## EXERCISE DETAILS
Write the listing out again exactly as it stands, with no images.

-------- STUDY MATERIAL

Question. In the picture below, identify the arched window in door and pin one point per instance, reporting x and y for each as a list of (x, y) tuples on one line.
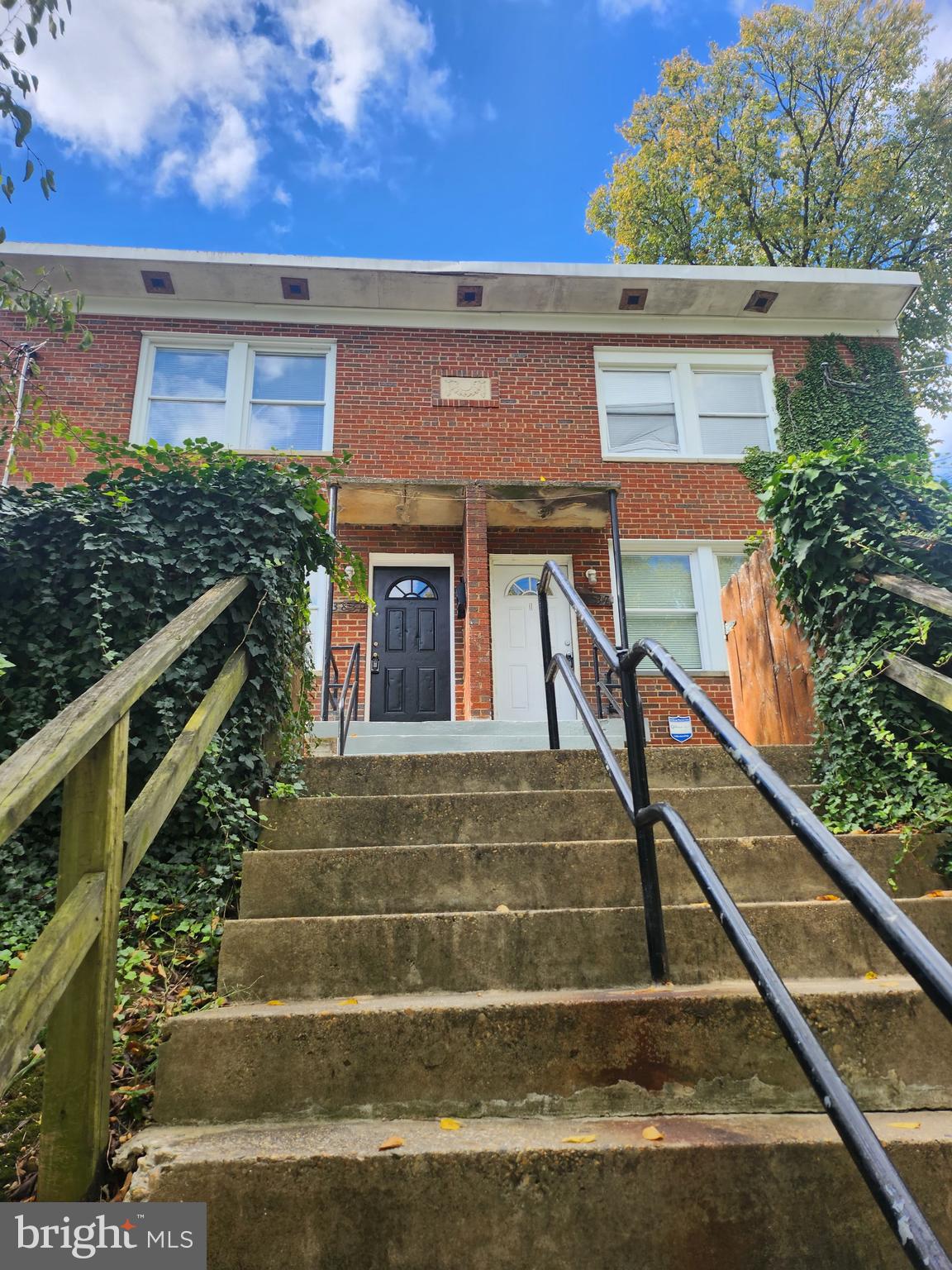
[(412, 588), (527, 585)]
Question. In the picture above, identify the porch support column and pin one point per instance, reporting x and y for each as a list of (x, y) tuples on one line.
[(478, 649)]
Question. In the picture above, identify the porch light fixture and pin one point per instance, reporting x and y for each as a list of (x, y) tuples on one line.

----------------

## SOLUTION TO THIS PROBLEM
Question. In the picture below, identify the arched window in door and pin one point per instance, reporting x and y for each as a list of (x, y) tuples on one line.
[(412, 588), (527, 585)]
Question. In the picture above, identify the porch support column and pin one point per instance, reporting x and y for each as a list of (x, y) tuples on one line.
[(478, 649)]
Question. In the picture above, identify the porch light fixture and pin one point per instance, reporting x and y for each as a list of (x, y) tuples on one line.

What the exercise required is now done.